**DATA:**
==================================================
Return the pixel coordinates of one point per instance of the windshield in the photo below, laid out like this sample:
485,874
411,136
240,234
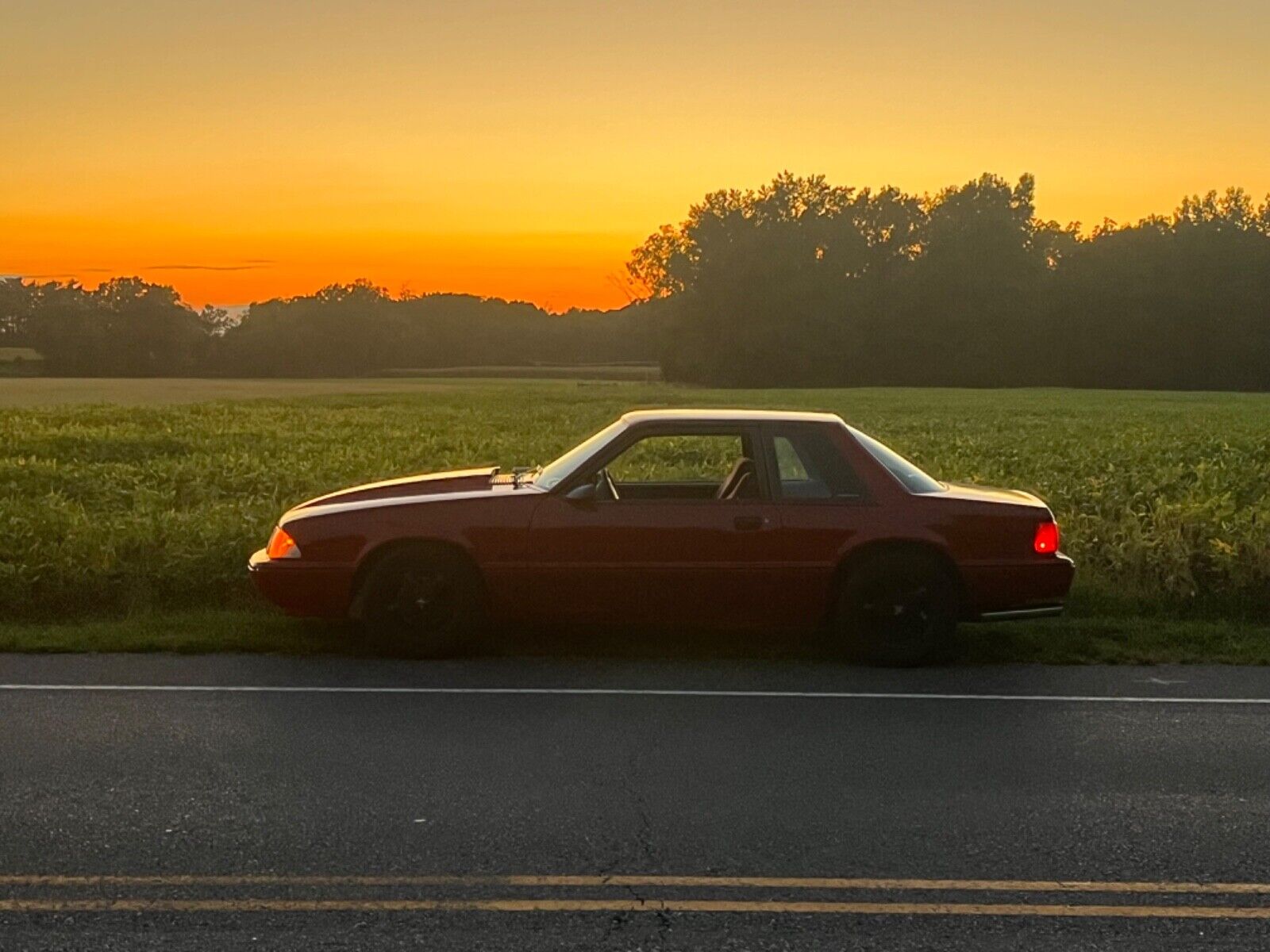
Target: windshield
914,479
556,470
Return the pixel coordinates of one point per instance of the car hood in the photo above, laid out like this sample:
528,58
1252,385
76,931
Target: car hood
421,486
990,494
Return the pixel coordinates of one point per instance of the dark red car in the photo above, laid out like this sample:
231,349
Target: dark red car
681,517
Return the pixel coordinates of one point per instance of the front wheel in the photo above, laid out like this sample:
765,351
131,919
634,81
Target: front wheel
429,598
897,609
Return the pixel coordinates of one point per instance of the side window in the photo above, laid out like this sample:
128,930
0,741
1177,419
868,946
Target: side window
690,466
810,466
690,459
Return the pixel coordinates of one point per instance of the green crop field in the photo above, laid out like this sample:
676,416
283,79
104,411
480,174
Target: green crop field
143,505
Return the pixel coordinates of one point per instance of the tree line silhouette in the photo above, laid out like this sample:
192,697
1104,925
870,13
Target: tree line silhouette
806,283
795,283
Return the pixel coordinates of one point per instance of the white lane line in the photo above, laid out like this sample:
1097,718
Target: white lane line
626,692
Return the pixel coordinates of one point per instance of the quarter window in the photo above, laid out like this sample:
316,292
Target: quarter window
810,466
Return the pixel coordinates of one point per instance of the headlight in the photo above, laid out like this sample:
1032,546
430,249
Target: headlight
281,545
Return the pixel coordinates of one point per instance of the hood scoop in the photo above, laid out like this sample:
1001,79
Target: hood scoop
421,486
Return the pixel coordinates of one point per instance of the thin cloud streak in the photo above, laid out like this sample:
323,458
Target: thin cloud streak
245,267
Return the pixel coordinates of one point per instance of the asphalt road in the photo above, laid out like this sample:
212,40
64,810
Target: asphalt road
629,805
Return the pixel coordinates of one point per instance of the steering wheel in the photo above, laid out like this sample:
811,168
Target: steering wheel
609,484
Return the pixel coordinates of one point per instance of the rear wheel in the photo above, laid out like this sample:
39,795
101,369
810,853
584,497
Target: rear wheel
899,608
431,598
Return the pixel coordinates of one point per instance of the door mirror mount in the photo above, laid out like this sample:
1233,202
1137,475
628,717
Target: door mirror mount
586,493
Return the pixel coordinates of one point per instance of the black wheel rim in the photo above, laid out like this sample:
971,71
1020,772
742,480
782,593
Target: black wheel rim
899,611
423,601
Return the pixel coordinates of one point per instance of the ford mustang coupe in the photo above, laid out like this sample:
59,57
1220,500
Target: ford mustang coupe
679,517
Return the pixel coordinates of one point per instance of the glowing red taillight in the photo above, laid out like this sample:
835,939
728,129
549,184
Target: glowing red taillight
1047,537
281,545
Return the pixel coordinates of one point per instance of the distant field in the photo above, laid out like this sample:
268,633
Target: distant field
635,372
154,501
40,391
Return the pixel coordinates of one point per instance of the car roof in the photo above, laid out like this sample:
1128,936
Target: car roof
725,416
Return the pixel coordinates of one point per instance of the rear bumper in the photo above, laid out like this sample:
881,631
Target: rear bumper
302,590
1019,590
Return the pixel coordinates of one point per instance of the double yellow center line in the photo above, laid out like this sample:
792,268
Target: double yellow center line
616,894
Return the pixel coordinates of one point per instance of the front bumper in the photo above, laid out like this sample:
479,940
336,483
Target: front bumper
302,589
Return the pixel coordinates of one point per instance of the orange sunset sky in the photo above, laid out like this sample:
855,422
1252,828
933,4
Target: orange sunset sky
518,149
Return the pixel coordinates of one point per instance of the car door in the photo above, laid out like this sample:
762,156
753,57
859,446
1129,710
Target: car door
822,505
667,549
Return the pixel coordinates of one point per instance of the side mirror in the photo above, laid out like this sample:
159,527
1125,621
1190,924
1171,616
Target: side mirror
586,493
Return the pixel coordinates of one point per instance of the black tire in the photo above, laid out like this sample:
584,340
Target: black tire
429,597
899,609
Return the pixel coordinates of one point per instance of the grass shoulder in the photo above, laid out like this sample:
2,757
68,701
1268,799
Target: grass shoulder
1070,640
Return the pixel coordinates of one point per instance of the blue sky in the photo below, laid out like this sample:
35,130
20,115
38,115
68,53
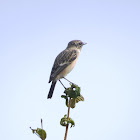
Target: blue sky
33,33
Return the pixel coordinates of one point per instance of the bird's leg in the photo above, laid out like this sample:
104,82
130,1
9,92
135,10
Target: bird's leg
62,84
69,81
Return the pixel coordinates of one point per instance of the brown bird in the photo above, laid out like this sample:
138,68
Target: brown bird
64,63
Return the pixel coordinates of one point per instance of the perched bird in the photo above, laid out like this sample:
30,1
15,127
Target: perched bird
64,63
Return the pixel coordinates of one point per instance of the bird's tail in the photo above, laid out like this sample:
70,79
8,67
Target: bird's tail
51,89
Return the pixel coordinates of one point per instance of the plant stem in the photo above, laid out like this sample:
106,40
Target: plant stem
67,118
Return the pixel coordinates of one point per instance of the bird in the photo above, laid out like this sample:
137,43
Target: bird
64,63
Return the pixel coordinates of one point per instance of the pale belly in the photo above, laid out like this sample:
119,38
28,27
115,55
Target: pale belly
67,69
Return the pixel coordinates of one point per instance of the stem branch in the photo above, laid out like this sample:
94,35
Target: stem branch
68,119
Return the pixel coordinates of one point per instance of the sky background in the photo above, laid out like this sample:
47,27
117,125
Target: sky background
34,32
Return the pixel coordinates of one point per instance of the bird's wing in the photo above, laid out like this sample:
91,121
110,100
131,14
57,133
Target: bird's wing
64,59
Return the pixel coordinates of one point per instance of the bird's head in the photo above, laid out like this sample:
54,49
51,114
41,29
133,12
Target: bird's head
76,44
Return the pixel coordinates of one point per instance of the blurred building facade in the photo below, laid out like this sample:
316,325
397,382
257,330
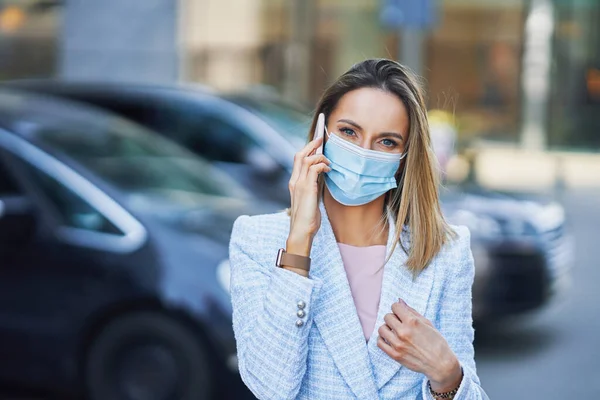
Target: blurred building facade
515,71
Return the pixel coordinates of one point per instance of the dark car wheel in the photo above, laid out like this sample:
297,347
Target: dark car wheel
147,356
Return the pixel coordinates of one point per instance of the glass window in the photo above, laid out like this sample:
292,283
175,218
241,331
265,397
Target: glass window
72,210
136,161
8,184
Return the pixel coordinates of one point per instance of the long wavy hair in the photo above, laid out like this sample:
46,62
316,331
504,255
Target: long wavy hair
414,204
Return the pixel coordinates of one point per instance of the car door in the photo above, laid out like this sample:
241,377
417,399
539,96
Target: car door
66,260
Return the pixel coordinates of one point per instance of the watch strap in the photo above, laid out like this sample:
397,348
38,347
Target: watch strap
292,260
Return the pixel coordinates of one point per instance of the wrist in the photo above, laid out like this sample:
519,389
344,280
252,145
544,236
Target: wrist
449,378
299,244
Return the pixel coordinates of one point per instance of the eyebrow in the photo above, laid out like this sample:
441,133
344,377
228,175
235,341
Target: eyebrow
393,134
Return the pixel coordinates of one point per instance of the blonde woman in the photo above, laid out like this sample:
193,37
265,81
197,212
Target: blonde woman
361,290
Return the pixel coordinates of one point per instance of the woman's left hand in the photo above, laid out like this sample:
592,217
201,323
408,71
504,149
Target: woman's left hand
410,338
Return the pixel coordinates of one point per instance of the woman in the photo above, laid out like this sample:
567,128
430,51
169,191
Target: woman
370,294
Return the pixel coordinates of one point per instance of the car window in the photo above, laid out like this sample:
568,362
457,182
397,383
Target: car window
222,141
135,161
8,184
205,134
73,211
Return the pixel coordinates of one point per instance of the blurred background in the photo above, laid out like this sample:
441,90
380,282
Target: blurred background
133,133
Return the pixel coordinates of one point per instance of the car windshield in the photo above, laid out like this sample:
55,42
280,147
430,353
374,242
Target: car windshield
290,122
137,161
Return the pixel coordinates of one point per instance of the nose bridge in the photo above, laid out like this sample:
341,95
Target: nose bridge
367,141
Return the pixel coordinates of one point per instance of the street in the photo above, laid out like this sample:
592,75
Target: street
553,354
556,353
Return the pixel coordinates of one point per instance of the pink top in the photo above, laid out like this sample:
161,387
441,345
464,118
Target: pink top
364,270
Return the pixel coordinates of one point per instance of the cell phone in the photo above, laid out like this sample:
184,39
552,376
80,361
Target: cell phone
320,131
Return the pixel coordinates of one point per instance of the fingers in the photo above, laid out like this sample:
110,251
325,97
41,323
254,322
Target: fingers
408,315
403,311
300,156
315,170
310,162
387,347
392,321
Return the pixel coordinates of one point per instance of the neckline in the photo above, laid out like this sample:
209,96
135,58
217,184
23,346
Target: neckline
361,247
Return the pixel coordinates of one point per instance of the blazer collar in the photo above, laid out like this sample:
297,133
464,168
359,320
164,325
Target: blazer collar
364,366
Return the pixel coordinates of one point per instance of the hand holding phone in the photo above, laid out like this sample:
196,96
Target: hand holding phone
320,132
305,216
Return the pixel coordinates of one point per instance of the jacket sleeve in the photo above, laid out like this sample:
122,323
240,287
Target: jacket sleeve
268,303
456,320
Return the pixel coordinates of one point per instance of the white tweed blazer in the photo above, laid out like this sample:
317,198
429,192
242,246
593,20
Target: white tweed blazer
326,356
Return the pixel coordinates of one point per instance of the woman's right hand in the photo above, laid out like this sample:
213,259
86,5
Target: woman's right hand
305,216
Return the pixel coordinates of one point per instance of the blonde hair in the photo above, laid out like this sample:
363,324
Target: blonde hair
415,202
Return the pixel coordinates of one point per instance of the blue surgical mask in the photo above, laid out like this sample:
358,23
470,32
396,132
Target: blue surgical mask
358,176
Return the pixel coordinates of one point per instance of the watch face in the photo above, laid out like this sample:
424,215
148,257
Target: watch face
279,256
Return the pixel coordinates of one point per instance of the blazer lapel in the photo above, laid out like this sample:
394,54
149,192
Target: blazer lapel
335,314
397,283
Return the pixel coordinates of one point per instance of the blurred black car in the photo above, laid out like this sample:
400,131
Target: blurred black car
522,249
223,132
113,258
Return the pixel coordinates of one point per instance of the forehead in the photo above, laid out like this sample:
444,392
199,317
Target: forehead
373,109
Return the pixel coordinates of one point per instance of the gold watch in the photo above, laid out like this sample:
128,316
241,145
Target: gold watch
292,260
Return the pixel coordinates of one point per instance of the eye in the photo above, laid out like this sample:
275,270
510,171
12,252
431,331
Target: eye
389,143
347,132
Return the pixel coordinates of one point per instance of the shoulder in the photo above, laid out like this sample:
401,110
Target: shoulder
461,242
261,224
455,257
260,230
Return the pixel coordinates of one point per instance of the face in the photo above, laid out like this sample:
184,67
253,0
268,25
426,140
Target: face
371,118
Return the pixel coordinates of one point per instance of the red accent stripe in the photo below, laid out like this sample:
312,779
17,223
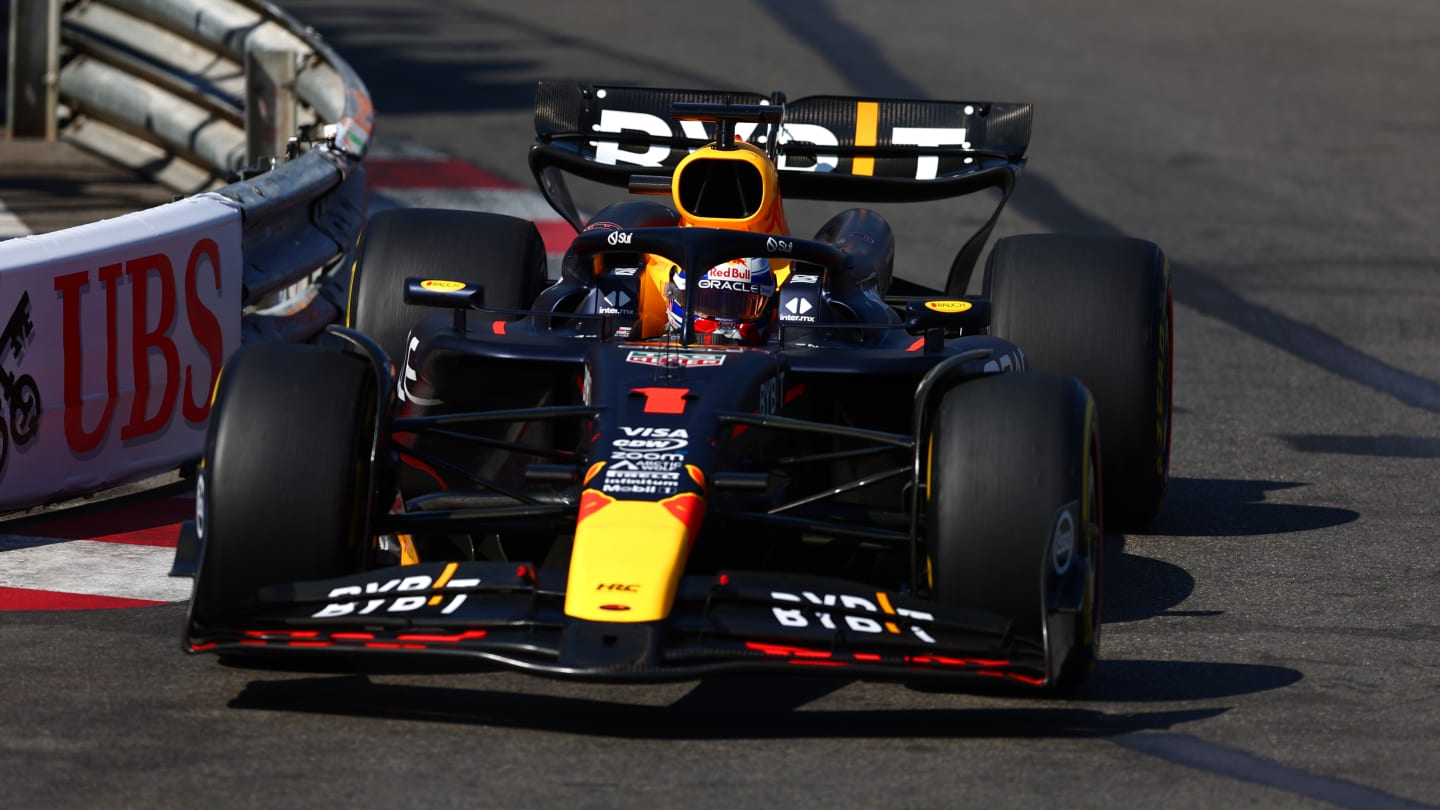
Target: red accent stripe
==================================================
**WHAT YOU ARE ASKED TO DO:**
Return every line of the listing that has the word "stripe" in it.

**RESPONSE BOX:**
Return the pixel coordinates of one point per instance of the red accent stripe in the photo below, laid out like this sample:
Target: red accent stripe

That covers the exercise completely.